-- SOURCE TEXT --
================

If we take these three ideas to do with behaviour across to 'language', we can see some analogies. 

With 1) - language goes on without us having terms to describe it (ie 2)). And language can happen whether the language going on is 3) 'standard' or not.  And in category 2), linguists argue about terms to describe grammar. So, one example: I was taught that the word 'my' in 'my brother' was a 'possessive pronoun'. Some grammarians say that 'my' in that example is not being used instead of a noun which is what pronouns do. So it should be called a 'determiner'.  I'm not taking sides on this. I'm merely pointing out that the words to describe 'my' might change, but we go on being grammatical and saying 'my brother' anyway. 


In an ideal world we would have three different words for these three quite different ways of talking about 'grammar'. Then, when discussion and argument break out about 'grammar' we could argue about the same things and not all three at the same time.

================

-- WRITTEN REQUEST 1 --
Gather every line of the rows below that contains the word "leaf", and copy each one.

================

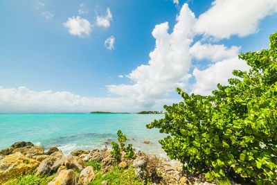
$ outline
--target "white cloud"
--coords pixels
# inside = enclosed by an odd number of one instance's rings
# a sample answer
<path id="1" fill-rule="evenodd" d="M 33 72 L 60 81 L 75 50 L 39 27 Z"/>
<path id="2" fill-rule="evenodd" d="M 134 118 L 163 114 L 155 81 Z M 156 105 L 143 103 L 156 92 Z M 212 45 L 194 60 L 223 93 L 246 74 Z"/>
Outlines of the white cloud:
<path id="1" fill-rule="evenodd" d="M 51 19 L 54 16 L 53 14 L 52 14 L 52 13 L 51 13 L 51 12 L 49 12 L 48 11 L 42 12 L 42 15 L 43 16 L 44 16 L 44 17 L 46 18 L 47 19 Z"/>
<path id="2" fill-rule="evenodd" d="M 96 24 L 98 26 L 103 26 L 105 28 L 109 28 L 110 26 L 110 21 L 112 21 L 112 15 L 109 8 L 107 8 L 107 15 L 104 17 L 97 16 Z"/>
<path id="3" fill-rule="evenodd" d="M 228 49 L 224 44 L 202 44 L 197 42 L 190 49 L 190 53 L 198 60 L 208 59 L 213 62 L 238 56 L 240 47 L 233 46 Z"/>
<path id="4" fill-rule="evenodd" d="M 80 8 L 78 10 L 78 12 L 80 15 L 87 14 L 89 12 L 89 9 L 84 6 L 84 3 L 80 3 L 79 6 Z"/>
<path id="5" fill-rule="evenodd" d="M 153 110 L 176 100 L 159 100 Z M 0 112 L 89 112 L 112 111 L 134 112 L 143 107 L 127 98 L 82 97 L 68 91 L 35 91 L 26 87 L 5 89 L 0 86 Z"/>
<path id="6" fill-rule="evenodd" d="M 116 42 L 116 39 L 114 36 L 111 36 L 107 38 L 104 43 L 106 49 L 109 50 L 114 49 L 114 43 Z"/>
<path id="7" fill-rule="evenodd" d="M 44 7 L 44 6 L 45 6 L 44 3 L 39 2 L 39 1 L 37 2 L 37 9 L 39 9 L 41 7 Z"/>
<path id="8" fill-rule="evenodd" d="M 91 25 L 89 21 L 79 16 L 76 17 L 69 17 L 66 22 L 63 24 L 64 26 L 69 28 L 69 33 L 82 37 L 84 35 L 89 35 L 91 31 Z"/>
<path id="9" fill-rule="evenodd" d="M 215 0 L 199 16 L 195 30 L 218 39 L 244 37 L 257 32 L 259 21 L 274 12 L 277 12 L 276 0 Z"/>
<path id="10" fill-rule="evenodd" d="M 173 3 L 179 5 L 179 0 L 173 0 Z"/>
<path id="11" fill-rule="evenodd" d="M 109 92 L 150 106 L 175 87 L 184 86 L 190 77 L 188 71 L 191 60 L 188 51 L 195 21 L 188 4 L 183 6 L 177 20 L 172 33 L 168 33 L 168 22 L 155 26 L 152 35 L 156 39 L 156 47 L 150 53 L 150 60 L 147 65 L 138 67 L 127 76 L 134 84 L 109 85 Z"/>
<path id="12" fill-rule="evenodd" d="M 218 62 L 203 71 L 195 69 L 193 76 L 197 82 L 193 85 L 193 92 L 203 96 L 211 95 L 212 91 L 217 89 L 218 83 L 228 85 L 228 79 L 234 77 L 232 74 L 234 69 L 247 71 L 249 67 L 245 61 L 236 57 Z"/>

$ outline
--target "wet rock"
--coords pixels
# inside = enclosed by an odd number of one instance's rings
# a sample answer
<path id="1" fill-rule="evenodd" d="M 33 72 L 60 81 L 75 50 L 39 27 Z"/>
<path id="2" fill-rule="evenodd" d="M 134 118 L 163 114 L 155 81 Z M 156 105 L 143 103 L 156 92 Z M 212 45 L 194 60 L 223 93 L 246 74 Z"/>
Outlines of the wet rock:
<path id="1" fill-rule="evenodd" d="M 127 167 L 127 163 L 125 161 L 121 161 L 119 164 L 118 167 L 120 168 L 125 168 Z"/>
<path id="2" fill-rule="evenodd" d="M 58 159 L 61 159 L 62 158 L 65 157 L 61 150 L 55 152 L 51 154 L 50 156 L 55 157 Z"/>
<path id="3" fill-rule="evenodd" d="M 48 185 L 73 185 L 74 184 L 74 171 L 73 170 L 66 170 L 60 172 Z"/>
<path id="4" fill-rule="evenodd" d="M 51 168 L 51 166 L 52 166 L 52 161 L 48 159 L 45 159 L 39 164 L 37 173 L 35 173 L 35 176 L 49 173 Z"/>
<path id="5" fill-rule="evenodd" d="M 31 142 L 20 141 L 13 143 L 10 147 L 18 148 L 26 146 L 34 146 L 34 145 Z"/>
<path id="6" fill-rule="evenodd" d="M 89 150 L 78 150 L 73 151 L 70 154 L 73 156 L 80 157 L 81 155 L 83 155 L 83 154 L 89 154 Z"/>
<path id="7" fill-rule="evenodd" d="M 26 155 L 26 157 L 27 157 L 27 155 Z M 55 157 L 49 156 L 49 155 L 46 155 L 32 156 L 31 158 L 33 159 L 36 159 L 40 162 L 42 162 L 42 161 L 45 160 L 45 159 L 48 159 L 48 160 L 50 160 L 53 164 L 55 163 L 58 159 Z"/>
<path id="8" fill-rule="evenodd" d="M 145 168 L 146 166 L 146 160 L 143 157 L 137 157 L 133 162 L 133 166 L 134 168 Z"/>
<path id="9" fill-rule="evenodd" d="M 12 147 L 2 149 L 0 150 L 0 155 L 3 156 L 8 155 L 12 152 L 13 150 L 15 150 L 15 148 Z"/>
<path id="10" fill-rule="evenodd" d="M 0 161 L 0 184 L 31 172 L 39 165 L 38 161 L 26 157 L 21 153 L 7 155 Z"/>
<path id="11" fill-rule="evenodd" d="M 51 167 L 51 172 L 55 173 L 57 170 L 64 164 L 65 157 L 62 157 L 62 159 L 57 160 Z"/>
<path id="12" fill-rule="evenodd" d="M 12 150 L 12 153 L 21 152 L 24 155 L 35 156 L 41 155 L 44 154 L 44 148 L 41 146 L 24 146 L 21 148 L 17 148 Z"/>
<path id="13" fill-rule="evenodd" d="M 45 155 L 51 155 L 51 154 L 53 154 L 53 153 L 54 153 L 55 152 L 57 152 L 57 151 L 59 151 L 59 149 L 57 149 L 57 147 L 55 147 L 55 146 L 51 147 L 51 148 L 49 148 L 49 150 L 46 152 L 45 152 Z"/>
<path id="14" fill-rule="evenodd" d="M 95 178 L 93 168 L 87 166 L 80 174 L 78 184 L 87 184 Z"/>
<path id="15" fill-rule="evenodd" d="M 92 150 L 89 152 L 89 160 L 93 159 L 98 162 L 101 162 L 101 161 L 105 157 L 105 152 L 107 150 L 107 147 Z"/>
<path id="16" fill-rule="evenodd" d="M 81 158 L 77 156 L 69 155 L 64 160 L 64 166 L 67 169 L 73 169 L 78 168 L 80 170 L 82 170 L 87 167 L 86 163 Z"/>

================

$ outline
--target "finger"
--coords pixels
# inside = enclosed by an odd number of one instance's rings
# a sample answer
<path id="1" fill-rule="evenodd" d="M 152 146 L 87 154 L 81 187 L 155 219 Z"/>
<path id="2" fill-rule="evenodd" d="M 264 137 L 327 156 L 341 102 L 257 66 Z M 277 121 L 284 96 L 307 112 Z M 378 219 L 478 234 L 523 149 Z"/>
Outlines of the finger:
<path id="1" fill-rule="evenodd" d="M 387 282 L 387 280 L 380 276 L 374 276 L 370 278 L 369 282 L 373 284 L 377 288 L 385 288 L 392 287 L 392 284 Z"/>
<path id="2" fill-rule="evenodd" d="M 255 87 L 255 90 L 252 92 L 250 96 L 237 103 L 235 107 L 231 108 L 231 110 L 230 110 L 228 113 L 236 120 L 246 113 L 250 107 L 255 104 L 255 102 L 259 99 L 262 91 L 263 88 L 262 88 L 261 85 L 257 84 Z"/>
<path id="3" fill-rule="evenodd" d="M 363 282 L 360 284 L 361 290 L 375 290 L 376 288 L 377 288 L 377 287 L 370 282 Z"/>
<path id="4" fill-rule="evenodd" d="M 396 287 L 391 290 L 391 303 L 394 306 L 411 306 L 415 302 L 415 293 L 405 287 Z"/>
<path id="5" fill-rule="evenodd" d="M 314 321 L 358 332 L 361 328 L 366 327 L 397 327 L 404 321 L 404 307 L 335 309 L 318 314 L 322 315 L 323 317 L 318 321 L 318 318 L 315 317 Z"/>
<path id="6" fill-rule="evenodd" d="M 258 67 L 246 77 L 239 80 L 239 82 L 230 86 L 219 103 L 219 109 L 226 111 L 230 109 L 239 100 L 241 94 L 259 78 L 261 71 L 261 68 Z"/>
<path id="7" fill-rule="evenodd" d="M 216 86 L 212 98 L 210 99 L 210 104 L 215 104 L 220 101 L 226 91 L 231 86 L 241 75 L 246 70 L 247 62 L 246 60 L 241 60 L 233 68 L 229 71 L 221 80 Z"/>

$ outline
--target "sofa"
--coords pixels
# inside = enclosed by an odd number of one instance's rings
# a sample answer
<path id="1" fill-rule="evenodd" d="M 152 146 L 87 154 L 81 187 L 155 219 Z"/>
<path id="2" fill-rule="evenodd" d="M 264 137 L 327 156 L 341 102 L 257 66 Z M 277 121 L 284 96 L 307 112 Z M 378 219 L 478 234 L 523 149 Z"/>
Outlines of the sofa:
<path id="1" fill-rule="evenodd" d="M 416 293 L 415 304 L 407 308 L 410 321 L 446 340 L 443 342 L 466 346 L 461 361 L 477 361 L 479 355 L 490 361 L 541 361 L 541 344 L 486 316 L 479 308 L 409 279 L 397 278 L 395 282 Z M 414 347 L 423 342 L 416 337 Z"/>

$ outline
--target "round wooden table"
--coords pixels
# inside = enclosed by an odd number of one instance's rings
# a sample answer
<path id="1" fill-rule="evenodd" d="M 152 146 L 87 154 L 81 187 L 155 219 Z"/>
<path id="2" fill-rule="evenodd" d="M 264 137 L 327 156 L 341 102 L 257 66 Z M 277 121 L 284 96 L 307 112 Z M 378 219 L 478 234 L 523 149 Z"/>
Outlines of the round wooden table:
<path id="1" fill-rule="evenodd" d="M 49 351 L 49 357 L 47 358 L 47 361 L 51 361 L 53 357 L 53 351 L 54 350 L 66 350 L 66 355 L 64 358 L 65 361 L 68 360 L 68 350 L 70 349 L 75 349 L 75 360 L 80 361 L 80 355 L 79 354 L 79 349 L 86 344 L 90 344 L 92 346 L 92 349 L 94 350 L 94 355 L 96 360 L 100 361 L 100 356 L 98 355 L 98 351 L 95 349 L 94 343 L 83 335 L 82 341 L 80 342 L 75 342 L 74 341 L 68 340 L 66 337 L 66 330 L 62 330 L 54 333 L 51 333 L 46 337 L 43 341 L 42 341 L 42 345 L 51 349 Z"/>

================

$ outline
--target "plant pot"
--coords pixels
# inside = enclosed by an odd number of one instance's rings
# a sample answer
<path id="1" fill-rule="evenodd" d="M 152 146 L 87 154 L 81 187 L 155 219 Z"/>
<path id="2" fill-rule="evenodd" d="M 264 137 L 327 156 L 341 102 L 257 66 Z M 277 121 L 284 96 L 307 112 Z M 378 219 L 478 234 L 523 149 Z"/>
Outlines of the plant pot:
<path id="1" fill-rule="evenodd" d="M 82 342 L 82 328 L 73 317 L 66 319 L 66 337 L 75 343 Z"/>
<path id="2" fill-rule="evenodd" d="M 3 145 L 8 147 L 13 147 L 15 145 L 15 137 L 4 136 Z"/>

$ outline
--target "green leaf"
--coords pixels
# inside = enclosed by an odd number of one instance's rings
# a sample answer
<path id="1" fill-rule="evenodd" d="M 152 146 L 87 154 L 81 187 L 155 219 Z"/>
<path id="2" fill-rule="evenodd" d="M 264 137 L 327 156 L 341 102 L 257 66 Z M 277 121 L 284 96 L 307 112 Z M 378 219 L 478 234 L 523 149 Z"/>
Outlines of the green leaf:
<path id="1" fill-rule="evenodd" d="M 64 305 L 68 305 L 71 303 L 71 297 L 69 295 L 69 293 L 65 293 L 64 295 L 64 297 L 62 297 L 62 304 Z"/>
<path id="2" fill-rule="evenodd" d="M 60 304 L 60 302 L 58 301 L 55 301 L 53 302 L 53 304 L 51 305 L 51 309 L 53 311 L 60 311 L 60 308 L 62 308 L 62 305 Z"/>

================

-- WRITTEN REQUEST 2 --
Write out a stretch of the passage about grammar above. Begin at the words "With 1) - language" and stop after "saying 'my brother' anyway.".

-- CORRECT OUTPUT 1 --
--target "green leaf"
Outlines of the green leaf:

-- CORRECT OUTPUT 2 --
With 1) - language goes on without us having terms to describe it (ie 2)). And language can happen whether the language going on is 3) 'standard' or not.  And in category 2), linguists argue about terms to describe grammar. So, one example: I was taught that the word 'my' in 'my brother' was a 'possessive pronoun'. Some grammarians say that 'my' in that example is not being used instead of a noun which is what pronouns do. So it should be called a 'determiner'.  I'm not taking sides on this. I'm merely pointing out that the words to describe 'my' might change, but we go on being grammatical and saying 'my brother' anyway.